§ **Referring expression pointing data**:
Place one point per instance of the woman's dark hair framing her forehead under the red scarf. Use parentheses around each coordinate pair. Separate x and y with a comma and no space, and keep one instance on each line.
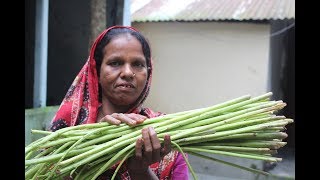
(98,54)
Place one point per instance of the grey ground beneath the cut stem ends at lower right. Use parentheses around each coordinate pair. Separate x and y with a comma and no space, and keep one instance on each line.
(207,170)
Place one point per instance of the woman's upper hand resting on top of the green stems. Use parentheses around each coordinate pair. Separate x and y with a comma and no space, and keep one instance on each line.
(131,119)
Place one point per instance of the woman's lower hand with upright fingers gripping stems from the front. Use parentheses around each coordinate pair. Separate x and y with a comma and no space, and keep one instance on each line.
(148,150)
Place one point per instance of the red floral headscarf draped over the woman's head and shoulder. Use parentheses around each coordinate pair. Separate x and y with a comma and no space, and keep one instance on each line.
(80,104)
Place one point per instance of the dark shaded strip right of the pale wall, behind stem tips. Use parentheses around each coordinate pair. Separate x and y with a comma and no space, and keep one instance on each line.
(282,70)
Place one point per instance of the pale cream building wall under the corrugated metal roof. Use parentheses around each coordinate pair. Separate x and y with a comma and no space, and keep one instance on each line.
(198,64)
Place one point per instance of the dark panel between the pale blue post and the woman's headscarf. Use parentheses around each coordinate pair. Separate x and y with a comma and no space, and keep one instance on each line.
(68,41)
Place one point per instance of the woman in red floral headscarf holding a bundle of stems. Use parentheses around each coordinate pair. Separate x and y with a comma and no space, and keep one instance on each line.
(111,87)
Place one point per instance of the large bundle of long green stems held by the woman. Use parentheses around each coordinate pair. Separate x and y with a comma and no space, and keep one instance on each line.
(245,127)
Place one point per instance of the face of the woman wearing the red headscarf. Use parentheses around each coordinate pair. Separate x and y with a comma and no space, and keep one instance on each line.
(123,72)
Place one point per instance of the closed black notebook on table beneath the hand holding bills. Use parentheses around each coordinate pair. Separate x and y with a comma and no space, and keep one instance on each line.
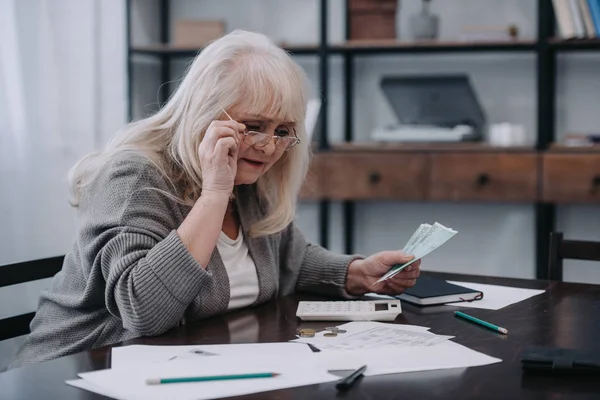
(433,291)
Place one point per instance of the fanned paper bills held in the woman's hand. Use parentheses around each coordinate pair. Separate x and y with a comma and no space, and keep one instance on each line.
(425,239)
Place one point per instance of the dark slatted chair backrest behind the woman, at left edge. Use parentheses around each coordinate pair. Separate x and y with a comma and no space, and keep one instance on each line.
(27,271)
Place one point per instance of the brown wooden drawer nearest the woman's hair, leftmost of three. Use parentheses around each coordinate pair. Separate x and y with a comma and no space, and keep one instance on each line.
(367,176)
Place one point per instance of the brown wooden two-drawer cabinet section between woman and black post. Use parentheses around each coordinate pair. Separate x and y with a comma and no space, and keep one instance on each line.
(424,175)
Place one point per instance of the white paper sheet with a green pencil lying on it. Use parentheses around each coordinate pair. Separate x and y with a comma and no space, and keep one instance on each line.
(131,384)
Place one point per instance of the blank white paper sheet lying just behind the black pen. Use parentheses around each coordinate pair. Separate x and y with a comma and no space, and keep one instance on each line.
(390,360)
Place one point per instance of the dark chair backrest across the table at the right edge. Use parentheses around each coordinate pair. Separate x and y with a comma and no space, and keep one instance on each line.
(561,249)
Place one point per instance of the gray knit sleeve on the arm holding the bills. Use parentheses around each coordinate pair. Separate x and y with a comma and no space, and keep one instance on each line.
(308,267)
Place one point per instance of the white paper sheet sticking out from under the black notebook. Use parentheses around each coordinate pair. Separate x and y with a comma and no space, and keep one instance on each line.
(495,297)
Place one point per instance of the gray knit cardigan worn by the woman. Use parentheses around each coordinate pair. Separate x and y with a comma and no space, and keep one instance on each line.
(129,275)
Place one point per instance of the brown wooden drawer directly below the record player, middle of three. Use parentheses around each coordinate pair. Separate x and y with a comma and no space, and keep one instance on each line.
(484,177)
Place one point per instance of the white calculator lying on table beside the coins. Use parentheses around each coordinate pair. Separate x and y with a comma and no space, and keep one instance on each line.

§ **Requirement**:
Every line above is to be returned exactly, with its pictures removed.

§ **Solution**:
Place one point per instance of the woman's dark hair framing her forehead under the red scarf. Use parentheses around each coordinate pair. Separate x and y with a comma and no space, and keep one instance on each line.
(98,54)
Place one point per instance of the grey ground beneath the cut stem ends at lower right. Use parentheses around each coordinate pair. Separate x and y with a comma and no space, and keep one instance on each line.
(207,170)
Place one point per instance of the woman's upper hand resting on top of the green stems. Use parentheses around each coordinate pair. Separate x and y with a comma and no space, and keep one instance on each line.
(131,119)
Place one point per instance of the woman's lower hand with upright fingers gripping stems from the front. Use parentheses around each coordinate pair. Separate x and y with a comma and no space, and keep one instance on each line.
(148,150)
Place one point per instance of the red floral headscarf draped over the woman's head and shoulder. Use parentheses around each coordinate pair. Separate x and y with a comma and no space, and keep one instance on each line.
(80,104)
Place one point per instance of the dark shaded strip right of the pale wall, behind stem tips. Use parentheses around each coordinate pair. Separate x and y with a comma and no space, and keep one instance on each line.
(282,70)
Place one point per instance of the pale cream building wall under the corrugated metal roof. Use parentheses around each coordinate pair. Separate x and y with a comma and no space, and keep one instance on each line.
(198,64)
Place one point per instance of the dark panel between the pale blue post and the woman's headscarf. Use parentheses around each coordinate pair. Separate x and y with a comma and no space, and keep one instance on each line.
(68,41)
Place one point per instance of the woman in red floral headscarf holding a bundle of stems. Use parentheses around each coordinate pair. Separate x and y with a comma and no space, and keep one instance on each line.
(111,87)
Place one point per instance of the large bundle of long green stems held by the woman. Use parentheses around each coordinate pair. Separate x and y with a comma and no space, and keep one instance on each line.
(245,127)
Place one point per instance of the face of the woman wearing the red headscarf. Use parentheses around each coordinate pair. Separate x and y with a comma and no space, and keep one instance on each line.
(123,72)
Place one point per instance of the closed black notebook on table beneath the hand holding bills. Use parentheses around each coordinate pair. Separate x and y with a comma and no space, and keep one instance on each line.
(433,291)
Place one point per instance of the fanned paper bills held in the woman's hand. Use parentheses around each coordinate pair. Separate x and y with a comma and no space, and keep one instance on each line.
(425,239)
Place one point per instance of the dark slatted chair backrest behind the woman, at left edge. Use parentheses around each coordinate pair. Separate x and y with a comma and no space, and keep one instance on each line.
(27,271)
Place one point per instance of the brown wooden drawer nearest the woman's hair, leftmost of three. Use parentheses around each coordinate pair. Separate x and y with a comma and no space, and keep one instance on each line.
(367,176)
Place one point per instance of the brown wooden two-drawer cabinet section between woman and black post. Use parentheses around each coordinate pair. Separate x and y with a comma and no space, and keep one instance on each line.
(424,175)
Place one point per instance of the white paper sheet with a green pencil lying on it. Use parentheses around each coordinate pair. Separate x and y with a comma and no space, and keep one instance on each line.
(131,384)
Place one point per instance of the blank white paper sheet lying just behind the black pen. Use parentheses around each coordinate pair. Separate x and y with a comma and no space, and keep one instance on each line.
(390,360)
Place one point per instance of the dark chair backrest across the table at the right edge. Use parentheses around each coordinate pair. Separate x and y with a comma and no space, and keep one instance on each line.
(561,249)
Place one point per instance of the gray knit sleeve on the arm holding the bills. Use parentheses around each coordinate pair. Separate x and y with a comma and no space, and keep one instance on each line.
(308,267)
Place one point per instance of the white paper sheet sticking out from under the black notebook. Use parentheses around each coordinate pair. Separate x and y with a comma and no space, and keep one instance on each line.
(495,297)
Place one point per instance of the gray knit cardigan worn by the woman. Use parentheses around each coordinate pair. Separate x and y with a comma and no space, and keep one instance on each line.
(129,275)
Place one point per instance of the brown wooden drawer directly below the record player, middle of three. Use parentheses around each coordinate pair. Separate x and y with a comma and no space, and keep one instance on each line.
(484,177)
Place one point per instance of the white calculator lying on table beside the coins. Use parentheses around each coordinate pair. Separate x and y with a comma and no space, and keep one instance on each line.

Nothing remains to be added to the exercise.